Diseases and Economic Development

How does the long term impact of different diseases affect economic development?

Editors' Response:

We will assume that you are writing from a developing nation, as this would be the most common situation where a question like this would be asked.

Fatal diseases that reach epidemic proportion obviously have the potential to wipe out an entire segment of the population--an age group (what would be called an age cohort), an ethnic group more susceptible to the disease than others, or a vulnerable population such as the elderly.

If the people who are dying are younger, the economic impact is greater. If the particular disease affects the age and gender of people who are doing the most productive work, in terms of bringing in income from outside the community, the effects will be more long-lasting.

From an economic development standpoint, then, good health is very important to productive workers.

If non-fatal disease strikes often, that will reduce the amount of work that is completed.

A product sold to others from outside your immediate region will have what is called a multiplier effect within your region.

The multiplier means that the same dollar will get passed around the community maybe two, three, or four times before it goes outside of the community. Each time, if your society is a capitalistic one, someone makes a little money.

So it is not simply a matter of one day of illness means one day of lost wages. If the earner helps to make something that is sold outside your community, there will be this ripple effect, a multiplier, causing the impact to be more than one day of lost work.

In terms of attracting investment from outside the community, if you are in a place where international investment is practical to consider, rampant disease will have a very negative impact on those investment decisions.

Keep in mind also that another economic development impact of disease may be that children will be left without parents, which often has a serious round of negative effects on their ability to obtain an education, learn culturally appropriate behavior, and develop an optimistic and work-centered lifestyle.

World-wide, solving major disease problems, including malaria and AIDS, is critical.

We suppose someone will argue that epidemics are nature's way of controlling population. We do agree that global population is becoming too large, and that overpopulation is a very serious issue indeed.

However, most of us would prefer voluntary decisions to limit family size and birth control to having entire age cohorts wiped out in certain nations.

In short, disease doesn't help economic development in the least, and in fact it hinders everything that a developing country needs to do, such as improve education for all, build road infrastructure, develop a system of saving money so that capital is available for business development, and devise a stable and predictable government.

# [REQUIRED ACTION 1]
Rewrite the paragraph of the passage on diseases and economic development that begins "In short, disease doesn't help" as a brief bulleted list that keeps its main facts.
# [REQUIRED ACTION 2]
Update the passage on diseases and economic development by replacing "family size" with "household size". Begin at the words "However, most of" and stop after "in certain nations.".

# [DATA RECORDS]
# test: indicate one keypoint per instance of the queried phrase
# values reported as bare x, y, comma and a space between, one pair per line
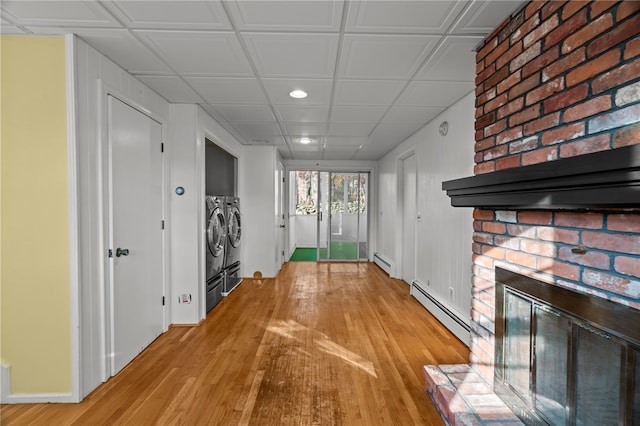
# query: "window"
306, 192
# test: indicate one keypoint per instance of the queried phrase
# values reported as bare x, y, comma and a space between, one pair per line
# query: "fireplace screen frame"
595, 316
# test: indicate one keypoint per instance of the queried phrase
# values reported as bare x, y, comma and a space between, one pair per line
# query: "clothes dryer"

# [TASK RESULT 1]
- Disease does not help economic development at all.
- It hinders everything a developing country needs to do, including:
  - improving education for all
  - building road infrastructure
  - developing a system of saving money so capital is available for business development
  - creating a stable and predictable government

# [TASK RESULT 2]
However, most of us would prefer voluntary decisions to limit household size and birth control to having entire age cohorts wiped out in certain nations.